* Textauszug:
++++++++++

# Etwas älter aber trotzdem gut ...



## Apus72 (12 Juli 2012)

Mutterbrett und Riesenbiß

Den meisten von uns ist klar, daß das englische Wort Computer vom Verb 
compute (= rechnen, schätzen) kommt, daß ein Computer also ein Rechner 
oder Schätzer ist. 
Aber noch immer gibt es viele Zeitgenossen, die vielleicht gerade erst
anfangen, sich mit diesem komplexen Thema etwas näher zu befassen. Dieser 
Artikel soll alle jenen helfen, die nicht mit einem Spielbuben aufgewachsen 
sind und die nicht schon von Kind auf alle diese verwirrenden Begriffe wie eine 
Muttersprache auf natürlichem Wege erlernen konnten.

++++++++++

[Einträge mit Bildumriss-Annotationen]
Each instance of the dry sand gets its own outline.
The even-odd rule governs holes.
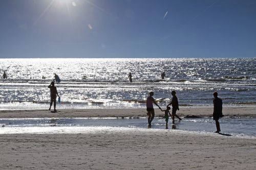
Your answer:
[[[224,112],[254,116],[255,109],[226,108]],[[157,114],[161,115],[158,110]],[[181,108],[178,114],[210,116],[211,112],[210,108]],[[145,116],[145,112],[60,110],[1,111],[0,115],[119,117]],[[256,138],[176,130],[86,128],[74,133],[0,134],[0,169],[256,169]]]
[[[1,169],[255,169],[256,139],[110,128],[0,135]]]

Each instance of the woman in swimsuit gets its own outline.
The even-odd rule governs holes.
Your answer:
[[[154,92],[151,91],[148,93],[149,96],[147,97],[146,99],[146,111],[147,111],[147,115],[148,116],[147,118],[147,123],[148,128],[151,128],[151,122],[155,117],[155,110],[154,110],[153,103],[154,103],[156,106],[158,106],[158,108],[161,109],[159,106],[155,101],[155,99],[152,97],[154,95]]]

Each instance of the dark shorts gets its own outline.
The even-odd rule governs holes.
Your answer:
[[[169,116],[168,116],[168,115],[166,115],[164,116],[164,118],[165,118],[165,122],[168,122],[168,120],[169,119]]]
[[[147,108],[146,111],[147,111],[146,114],[148,116],[155,116],[155,110],[154,110],[154,108]]]
[[[154,110],[154,108],[151,108],[149,107],[146,108],[146,111],[153,111],[153,110]]]
[[[56,101],[56,98],[57,98],[57,96],[55,95],[51,95],[51,101]]]
[[[220,116],[219,115],[214,115],[214,120],[219,120],[219,118],[220,118]]]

++++++++++

* Aufgabe:
Beantworte anhand des Textauszugs diese Fragen:
(a) Von welchem englischen Verb stammt das Wort Computer?
(b) Wer hat den Beitrag verfasst, und an welchem Datum?
(c) Wem soll der Artikel helfen?

* Richtige Lösung:
(a) Vom Verb compute (= rechnen, schätzen).
(b) Apus72, am 12 Juli 2012.
(c) Allen, die nicht mit einem Spielbuben aufgewachsen sind und die verwirrenden Begriffe nicht schon von Kind auf wie eine Muttersprache erlernen konnten.